***** Provided entries *****

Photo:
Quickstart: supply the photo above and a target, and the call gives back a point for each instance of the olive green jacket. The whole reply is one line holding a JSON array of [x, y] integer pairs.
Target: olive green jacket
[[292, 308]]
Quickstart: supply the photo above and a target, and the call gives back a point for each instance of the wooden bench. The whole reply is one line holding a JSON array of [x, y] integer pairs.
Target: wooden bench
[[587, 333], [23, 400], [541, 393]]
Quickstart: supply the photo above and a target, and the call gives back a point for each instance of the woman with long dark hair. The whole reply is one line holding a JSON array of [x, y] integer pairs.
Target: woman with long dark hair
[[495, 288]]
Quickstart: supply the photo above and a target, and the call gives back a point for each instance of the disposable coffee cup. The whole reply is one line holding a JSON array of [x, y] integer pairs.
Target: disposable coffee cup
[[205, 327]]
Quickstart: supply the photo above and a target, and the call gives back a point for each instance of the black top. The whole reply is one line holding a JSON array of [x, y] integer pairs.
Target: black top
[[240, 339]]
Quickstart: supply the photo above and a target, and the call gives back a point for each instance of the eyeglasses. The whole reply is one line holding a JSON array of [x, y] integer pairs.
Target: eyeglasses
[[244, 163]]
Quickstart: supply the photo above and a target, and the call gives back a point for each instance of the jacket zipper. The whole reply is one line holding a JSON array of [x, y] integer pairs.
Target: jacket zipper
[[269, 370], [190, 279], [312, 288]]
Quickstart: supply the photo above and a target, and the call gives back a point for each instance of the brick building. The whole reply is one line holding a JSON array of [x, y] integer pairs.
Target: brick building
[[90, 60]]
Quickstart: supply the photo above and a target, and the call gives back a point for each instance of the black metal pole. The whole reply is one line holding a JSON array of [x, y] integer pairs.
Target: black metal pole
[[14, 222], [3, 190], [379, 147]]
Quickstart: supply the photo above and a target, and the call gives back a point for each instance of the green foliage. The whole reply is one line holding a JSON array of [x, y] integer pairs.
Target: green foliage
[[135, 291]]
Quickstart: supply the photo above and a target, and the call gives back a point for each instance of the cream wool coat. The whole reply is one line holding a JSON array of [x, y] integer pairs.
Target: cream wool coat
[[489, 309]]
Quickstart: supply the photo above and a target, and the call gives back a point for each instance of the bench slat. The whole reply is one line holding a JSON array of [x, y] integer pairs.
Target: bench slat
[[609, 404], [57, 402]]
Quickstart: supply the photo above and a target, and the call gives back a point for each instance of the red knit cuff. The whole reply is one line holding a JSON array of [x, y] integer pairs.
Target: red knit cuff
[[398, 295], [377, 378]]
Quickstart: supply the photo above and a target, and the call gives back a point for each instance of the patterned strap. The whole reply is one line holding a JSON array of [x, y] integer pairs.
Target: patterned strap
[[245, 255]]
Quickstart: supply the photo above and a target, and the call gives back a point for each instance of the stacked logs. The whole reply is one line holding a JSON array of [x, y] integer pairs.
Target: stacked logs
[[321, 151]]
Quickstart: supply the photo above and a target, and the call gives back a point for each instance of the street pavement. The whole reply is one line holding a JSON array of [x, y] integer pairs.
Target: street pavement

*****

▶ Problem requirements
Copy every one of the records above word for word, keeping each line as it appears.

▶ Exercise response
Photo:
Quickstart: supply the photo above and a target, and the call gives back a point for each instance of the olive green jacket. The whole reply is one line holding a JSON array of [x, y] integer pairs.
Target: olive green jacket
[[292, 308]]
Quickstart: supply the photo above and a target, and the call gives back a point for each instance of the wooden bench. The whole reply is one line holding a JSON array of [x, y] integer pairs.
Target: wooden bench
[[587, 333], [23, 400], [541, 393]]
Quickstart: supply the photo above and a target, and the call gives back a point for each instance of the woman with long dark hair. The whole reply is one line holding a JSON array of [x, y] integer pairs.
Target: woman with long dark hair
[[495, 288]]
Quickstart: supply the photo above and a target, and the call gives back a point for each instance of the disposable coffee cup. The whole reply is one line holding a JSON array of [x, y] integer pairs.
Target: disposable coffee cup
[[205, 327]]
Quickstart: supply the photo above and a target, and the call gives back a point for each instance of the black top. The whole reply is one line holding a JSON array of [x, y] integer pairs.
Target: black top
[[240, 339]]
Quickstart: supply the photo above and a target, and the call gives back a point for each instance of the eyeglasses. The whole reply is one line holding a JSON array of [x, y] integer pairs.
Target: eyeglasses
[[244, 163]]
Quickstart: supply the photo above and a target, and the call gives back a point for each instance of the jacket zipper. The whole reply is one line holding a JSON array of [x, y] integer pairs.
Target: jacket zipper
[[269, 370], [190, 279], [312, 288]]
Quickstart: supply the photo above and a target, and the call gives back a point for each instance of the brick building. The whole reply is one line holding a JSON array of [x, y] integer pairs.
Target: brick building
[[90, 60]]
Quickstart: supply the photo above and a target, and the call gives back a point for each instance of the black metal pole. The whole reply is one line holding a JSON array of [x, y] integer pairs.
Target: black metal pole
[[14, 222], [3, 190], [379, 147]]
Quickstart: supply the photo above and a target, and the call gives back a point for each instance of the green foliage. The whole reply is one line holding a JSON array of [x, y] integer pairs.
Target: green foliage
[[135, 291]]
Quickstart: supply the photo above and a target, and the call gives back a point for each instance of the cream wool coat. The whole reply is one line holding a JSON array of [x, y] integer pairs.
Target: cream wool coat
[[489, 309]]
Quickstart: supply the photo above and a target, and the call gives back a point for each instance of the bench slat. The whole reply is one line holding a JSON array of [x, y] integer pairs.
Target: bench slat
[[609, 404], [57, 402]]
Quickstart: supply the photo above and a target, and the call gives back a point for each instance of the red knit cuff. The whole reply is one line holding a JSON array of [x, y] integer pairs.
Target: red knit cuff
[[398, 295], [377, 378]]
Quickstart: supply the photo above and a target, and the call gives back a point for each instance of the patterned strap. The whole reply is one line holding a JSON array of [x, y] integer pairs.
Target: patterned strap
[[245, 255]]
Quickstart: supply the photo above and a target, and the call gives back a point for each instance of the stacked logs. The whole reply is one line holding a JSON array of [x, y] integer pairs.
Target: stacked logs
[[321, 151]]
Quickstart: supply the photo above and a target, and the call gives back a point for each instance of the street pavement. The whole reply is one line holding a JSON array of [x, y] integer pairs.
Target: street pavement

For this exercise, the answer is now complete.